> [Provided text]:
------------------------------------------------------------
An American and a Canadian shared the Nobel Prize in chemistry Wednesday for separately discovering how to mass produce DNA and to reprogram the genetic code, techniques with widespread applications in medicine and basic research.
The physics prize was given to two Americans for discovering an unusual pair of orbiting neutron stars that has provided a "revolutionary space laboratory" for tests of Einstein's general theory of relativity.The chemistry Nobel was awarded to Kary B. Mullis, 48, of Xytronyx Inc. of San Diego, and Michael Smith, 61, of the University of British Columbia in Vancouver.
The winners of the physics prize were Russell A. Hulse, 42, and Joseph H. Taylor Jr., 52, both of Princeton University. Each Nobel Prize carries an award of $825,000 and is split among the winners.
Mullis was recognized for his invention in 1985 of a technique called polymerase chain reaction, which allows researchers to produce millions of copies of a single, microscopic strand of DNA within hours.
The technique is being used to diagnose infections, find the causes of hereditary diseases and recover DNA from fossils, as was carried into fiction in the movie "Jurassic Park."
------------------------------------------------------------
> [What you will do]: In the Nobel Prize text, swap "polymerase chain reaction" for "PCR" and give the passage starting with "Mullis was recognized" and going on through "DNA within hours.". Nothing in the material is needed here.
------------------------------------------------------------
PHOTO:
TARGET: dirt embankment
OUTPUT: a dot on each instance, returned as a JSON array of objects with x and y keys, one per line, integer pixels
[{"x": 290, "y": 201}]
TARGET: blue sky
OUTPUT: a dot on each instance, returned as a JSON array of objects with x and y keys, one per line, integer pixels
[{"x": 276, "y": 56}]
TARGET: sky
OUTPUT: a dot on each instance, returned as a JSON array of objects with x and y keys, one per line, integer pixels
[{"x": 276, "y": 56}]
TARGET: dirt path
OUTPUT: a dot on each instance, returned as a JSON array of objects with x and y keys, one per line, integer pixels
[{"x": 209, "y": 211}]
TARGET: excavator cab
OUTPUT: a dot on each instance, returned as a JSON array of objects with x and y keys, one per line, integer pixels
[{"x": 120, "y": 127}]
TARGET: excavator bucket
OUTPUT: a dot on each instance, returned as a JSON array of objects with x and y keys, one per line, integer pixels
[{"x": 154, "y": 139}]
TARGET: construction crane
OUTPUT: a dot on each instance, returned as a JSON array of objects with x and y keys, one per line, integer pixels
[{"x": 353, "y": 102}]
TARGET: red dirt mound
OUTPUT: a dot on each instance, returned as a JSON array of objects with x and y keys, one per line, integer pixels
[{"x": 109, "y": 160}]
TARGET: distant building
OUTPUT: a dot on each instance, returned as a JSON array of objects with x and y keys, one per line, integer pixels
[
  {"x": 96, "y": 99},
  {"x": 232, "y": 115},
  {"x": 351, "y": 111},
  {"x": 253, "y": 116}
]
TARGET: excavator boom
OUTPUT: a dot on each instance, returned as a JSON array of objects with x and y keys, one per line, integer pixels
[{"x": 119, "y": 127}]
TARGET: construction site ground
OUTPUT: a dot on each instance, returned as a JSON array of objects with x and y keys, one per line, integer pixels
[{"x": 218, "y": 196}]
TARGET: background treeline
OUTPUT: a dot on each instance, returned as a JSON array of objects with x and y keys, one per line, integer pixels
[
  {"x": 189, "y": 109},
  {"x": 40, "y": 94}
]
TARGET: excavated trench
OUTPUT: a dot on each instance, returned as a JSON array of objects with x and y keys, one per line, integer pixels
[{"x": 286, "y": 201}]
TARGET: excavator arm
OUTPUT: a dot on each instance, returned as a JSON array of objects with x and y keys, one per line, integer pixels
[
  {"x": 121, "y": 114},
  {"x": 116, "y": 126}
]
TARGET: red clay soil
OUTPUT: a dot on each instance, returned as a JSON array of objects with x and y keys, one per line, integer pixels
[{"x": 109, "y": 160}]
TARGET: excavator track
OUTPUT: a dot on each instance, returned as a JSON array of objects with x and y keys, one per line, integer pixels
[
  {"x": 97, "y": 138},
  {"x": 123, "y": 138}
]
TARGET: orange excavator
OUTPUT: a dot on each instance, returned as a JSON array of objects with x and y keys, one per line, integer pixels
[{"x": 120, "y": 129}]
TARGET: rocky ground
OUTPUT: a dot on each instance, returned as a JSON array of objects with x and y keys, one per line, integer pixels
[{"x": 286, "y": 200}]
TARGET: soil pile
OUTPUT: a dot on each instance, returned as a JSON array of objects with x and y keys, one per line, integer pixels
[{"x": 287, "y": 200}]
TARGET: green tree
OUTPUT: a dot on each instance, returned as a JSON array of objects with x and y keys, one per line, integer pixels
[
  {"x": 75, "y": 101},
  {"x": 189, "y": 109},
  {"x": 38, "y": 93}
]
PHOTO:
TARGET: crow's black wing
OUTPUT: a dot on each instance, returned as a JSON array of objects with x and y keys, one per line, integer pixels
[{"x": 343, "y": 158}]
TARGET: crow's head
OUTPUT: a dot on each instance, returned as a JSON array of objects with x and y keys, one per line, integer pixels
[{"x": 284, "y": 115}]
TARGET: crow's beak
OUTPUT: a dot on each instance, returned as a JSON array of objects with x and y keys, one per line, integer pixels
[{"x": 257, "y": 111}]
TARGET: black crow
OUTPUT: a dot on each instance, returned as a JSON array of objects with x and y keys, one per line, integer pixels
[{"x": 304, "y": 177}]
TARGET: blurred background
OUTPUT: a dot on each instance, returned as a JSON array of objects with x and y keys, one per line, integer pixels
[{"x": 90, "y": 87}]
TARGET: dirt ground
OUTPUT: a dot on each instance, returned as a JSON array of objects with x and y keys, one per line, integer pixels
------------------------------------------------------------
> [Result of the task]:
Mullis was recognized for his invention in 1985 of a technique called PCR, which allows researchers to produce millions of copies of a single, microscopic strand of DNA within hours.